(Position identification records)
-------
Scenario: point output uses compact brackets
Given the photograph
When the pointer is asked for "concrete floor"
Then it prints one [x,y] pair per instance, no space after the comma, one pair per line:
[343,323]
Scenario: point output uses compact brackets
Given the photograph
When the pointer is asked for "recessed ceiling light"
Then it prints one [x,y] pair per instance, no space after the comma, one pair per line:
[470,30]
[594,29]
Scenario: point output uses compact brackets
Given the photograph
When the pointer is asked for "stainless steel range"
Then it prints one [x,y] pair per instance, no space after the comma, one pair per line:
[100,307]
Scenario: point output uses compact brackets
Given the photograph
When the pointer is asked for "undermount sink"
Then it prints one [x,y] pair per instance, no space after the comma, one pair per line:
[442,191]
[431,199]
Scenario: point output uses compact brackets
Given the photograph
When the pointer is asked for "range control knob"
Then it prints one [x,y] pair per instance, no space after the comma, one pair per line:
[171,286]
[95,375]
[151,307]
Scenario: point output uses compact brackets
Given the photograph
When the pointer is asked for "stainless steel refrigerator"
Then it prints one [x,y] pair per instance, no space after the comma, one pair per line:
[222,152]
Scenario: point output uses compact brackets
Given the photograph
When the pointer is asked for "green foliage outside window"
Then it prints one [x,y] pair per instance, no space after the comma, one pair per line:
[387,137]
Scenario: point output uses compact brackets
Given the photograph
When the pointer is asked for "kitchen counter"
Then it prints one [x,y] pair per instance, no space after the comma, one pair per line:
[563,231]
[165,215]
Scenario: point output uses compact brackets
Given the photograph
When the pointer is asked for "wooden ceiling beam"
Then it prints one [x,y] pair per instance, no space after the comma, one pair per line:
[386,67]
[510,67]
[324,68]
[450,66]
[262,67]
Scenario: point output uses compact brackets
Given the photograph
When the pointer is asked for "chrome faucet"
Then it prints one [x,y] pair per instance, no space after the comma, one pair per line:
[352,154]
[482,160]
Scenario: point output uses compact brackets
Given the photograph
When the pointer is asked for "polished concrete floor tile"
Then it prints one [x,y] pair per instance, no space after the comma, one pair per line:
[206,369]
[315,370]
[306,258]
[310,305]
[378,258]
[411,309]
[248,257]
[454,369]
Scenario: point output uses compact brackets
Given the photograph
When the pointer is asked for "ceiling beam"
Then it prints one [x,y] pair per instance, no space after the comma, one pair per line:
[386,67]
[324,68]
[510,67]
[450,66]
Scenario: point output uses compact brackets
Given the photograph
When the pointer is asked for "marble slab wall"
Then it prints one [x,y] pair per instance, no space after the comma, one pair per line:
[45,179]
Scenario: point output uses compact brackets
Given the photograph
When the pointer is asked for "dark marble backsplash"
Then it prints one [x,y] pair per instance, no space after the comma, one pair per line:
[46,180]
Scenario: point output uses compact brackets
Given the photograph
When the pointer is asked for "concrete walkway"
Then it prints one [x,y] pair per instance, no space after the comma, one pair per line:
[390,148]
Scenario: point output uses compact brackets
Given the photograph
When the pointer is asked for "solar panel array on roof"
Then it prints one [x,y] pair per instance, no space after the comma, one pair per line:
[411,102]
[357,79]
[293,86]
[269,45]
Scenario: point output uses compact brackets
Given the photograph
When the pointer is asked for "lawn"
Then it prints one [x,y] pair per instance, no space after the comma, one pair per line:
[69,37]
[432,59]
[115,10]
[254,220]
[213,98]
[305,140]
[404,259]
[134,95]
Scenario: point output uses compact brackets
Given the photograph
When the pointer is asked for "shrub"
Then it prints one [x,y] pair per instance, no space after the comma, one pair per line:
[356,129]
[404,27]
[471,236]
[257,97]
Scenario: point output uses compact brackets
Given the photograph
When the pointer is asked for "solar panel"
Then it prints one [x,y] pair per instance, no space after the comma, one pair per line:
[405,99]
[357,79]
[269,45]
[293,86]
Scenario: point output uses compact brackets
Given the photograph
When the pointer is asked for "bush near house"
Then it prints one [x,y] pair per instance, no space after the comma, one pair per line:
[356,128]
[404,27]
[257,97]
-------
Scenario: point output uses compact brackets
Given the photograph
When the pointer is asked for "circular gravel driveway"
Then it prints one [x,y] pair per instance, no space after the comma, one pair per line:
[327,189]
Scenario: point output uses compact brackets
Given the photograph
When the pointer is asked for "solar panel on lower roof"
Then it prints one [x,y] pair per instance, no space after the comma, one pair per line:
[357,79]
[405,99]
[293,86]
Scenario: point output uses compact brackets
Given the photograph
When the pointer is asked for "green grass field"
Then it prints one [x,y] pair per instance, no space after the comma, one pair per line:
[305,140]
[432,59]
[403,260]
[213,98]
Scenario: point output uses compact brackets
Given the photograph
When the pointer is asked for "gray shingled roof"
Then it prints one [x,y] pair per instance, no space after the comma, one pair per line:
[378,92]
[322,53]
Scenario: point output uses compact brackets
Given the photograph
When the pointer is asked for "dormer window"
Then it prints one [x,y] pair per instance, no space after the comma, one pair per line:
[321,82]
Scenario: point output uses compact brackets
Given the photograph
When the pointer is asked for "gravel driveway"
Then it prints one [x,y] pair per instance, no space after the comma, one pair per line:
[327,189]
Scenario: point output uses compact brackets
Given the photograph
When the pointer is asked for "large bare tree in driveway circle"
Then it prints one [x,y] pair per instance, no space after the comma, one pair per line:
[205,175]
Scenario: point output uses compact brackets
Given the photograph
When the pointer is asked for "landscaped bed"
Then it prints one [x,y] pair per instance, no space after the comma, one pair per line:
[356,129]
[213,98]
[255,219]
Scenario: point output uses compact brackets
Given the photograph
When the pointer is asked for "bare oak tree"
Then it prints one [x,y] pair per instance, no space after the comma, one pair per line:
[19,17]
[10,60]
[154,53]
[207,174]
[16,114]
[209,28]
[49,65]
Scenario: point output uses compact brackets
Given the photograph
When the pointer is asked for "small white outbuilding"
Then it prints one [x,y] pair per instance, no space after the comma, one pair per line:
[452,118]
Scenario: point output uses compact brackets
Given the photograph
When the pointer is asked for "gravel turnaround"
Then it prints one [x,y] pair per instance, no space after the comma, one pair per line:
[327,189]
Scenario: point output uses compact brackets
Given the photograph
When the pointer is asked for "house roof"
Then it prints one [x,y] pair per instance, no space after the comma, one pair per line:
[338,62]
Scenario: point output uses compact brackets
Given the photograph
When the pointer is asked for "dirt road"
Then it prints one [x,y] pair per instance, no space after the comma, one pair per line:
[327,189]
-------
Aim | Filter the entries above down to every line that contains the string "roof", copying each matching line in full. Matching is case-sensitive.

Result below |
When the pointer is asked for "solar panel array on roof"
When the pointer is asked for "solar panel on lower roof"
When the pointer is asked for "gray shingled roof"
When the pointer is asked for "house roof"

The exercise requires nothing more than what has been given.